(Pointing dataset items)
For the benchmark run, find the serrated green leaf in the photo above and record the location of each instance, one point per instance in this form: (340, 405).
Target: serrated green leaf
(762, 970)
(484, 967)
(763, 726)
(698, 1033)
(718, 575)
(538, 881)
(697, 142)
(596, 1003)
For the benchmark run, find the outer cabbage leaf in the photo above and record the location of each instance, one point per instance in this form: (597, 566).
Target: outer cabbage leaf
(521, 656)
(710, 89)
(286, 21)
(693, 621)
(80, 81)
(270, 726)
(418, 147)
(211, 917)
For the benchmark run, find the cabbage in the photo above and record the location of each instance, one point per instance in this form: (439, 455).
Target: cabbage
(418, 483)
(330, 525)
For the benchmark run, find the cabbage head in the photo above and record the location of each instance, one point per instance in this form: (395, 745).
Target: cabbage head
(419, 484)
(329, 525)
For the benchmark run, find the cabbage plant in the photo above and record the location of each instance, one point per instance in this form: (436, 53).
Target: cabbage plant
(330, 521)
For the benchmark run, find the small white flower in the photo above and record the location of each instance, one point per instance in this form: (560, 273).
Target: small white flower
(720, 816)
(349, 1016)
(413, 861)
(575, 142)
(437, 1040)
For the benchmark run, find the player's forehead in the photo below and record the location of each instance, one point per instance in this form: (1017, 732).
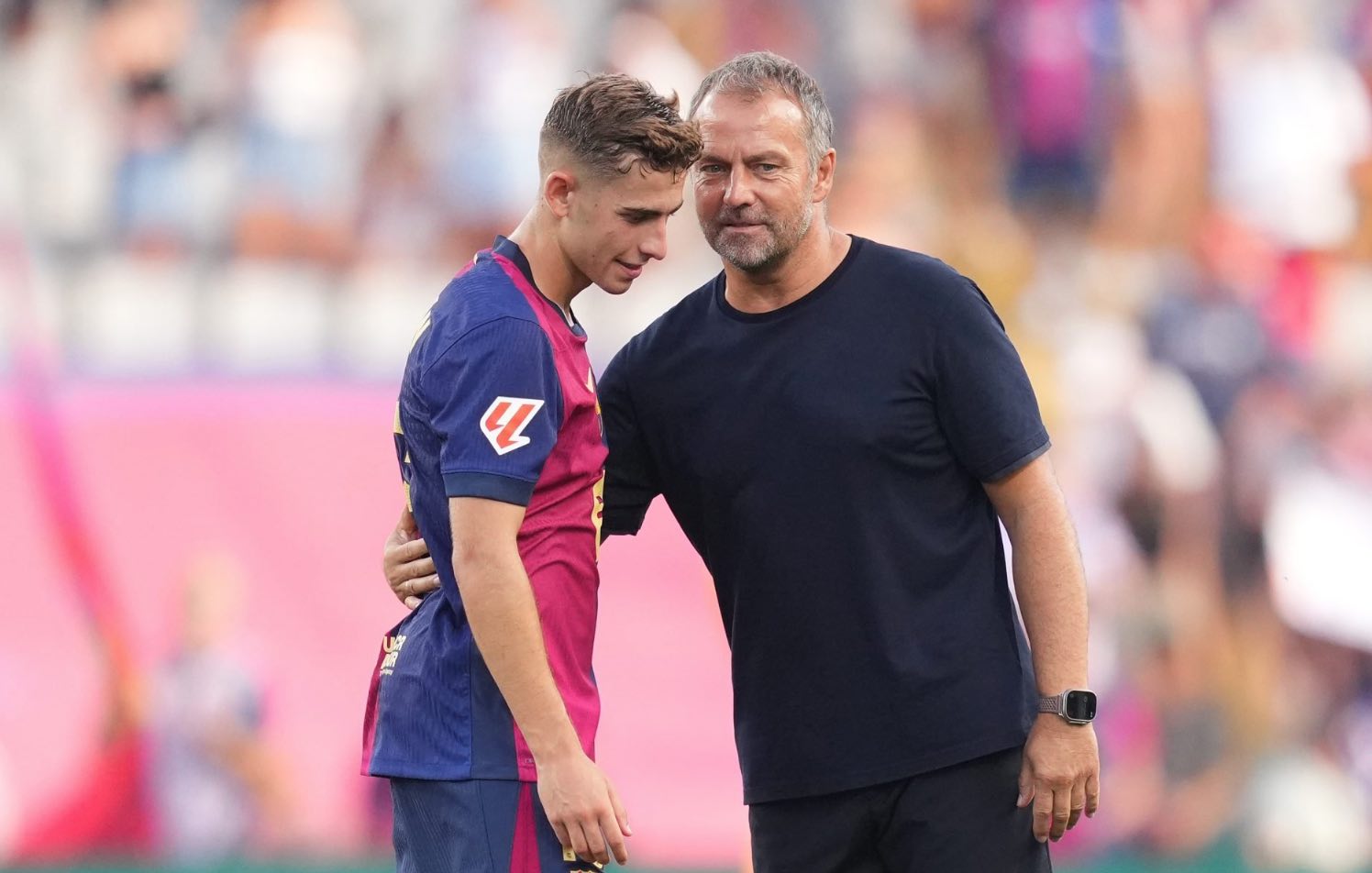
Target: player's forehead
(740, 125)
(645, 188)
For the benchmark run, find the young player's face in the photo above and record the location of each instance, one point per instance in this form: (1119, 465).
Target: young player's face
(755, 193)
(619, 224)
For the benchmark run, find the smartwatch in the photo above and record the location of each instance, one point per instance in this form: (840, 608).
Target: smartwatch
(1076, 706)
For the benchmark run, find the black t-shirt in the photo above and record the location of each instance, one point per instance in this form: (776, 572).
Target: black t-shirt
(826, 461)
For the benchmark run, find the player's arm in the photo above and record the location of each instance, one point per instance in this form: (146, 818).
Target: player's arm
(631, 480)
(498, 599)
(1061, 768)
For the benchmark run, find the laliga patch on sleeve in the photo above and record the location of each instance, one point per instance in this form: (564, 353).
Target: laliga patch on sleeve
(505, 419)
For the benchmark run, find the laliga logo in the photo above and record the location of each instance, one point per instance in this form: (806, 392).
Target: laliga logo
(505, 420)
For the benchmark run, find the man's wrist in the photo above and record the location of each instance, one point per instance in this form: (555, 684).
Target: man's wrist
(1076, 706)
(556, 748)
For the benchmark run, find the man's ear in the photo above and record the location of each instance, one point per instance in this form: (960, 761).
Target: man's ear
(559, 188)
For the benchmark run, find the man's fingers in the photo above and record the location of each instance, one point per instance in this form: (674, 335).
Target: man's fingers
(620, 814)
(560, 829)
(411, 550)
(609, 826)
(1042, 814)
(1079, 803)
(1025, 785)
(419, 585)
(578, 836)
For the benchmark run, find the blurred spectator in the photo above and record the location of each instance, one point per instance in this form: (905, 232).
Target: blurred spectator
(492, 99)
(215, 784)
(1291, 122)
(301, 71)
(1047, 58)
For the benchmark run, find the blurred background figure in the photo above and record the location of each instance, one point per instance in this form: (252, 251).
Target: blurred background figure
(221, 223)
(216, 787)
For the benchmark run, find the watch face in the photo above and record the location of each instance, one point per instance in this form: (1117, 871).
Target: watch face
(1080, 706)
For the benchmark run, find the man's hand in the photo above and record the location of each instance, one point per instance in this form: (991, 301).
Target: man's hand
(1061, 776)
(583, 809)
(409, 569)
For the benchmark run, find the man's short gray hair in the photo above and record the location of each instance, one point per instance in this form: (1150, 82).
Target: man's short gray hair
(757, 73)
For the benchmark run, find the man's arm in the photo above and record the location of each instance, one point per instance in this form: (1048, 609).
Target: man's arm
(406, 563)
(1061, 768)
(498, 599)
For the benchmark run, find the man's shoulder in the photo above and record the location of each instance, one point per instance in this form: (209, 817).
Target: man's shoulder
(910, 270)
(479, 303)
(685, 317)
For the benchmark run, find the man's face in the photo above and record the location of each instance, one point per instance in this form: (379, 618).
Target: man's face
(616, 226)
(755, 191)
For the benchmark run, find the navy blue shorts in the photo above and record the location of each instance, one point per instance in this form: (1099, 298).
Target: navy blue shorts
(957, 820)
(475, 826)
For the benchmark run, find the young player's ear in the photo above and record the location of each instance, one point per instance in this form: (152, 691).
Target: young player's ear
(558, 193)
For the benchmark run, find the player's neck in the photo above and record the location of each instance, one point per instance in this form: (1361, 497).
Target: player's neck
(553, 273)
(818, 256)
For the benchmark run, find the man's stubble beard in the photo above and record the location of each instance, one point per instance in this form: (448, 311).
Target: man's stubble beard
(762, 256)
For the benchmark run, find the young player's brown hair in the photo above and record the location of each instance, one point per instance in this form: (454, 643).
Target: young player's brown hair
(612, 122)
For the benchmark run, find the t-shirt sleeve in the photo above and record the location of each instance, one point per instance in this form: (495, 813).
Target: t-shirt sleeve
(985, 405)
(497, 405)
(631, 480)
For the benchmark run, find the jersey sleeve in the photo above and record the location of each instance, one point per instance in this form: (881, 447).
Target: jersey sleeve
(984, 401)
(631, 480)
(495, 403)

Written instruction
Render the items starting at the beginning and ending at the line that contains "(596, 1003)" as a two-column CSV with columns named input and output, one row per item. Put each item's text and its answer in their own quoted field, with line breaks replaced by spaces.

Answer
input,output
"For the benchmark run, find the serrated green leaf in the photo above and record the location of each instance, one point per instance in this form: (340, 405). Target: serrated green leaf","(762, 970) (484, 967) (763, 726) (698, 1033) (718, 575) (538, 881) (697, 142) (596, 1003)"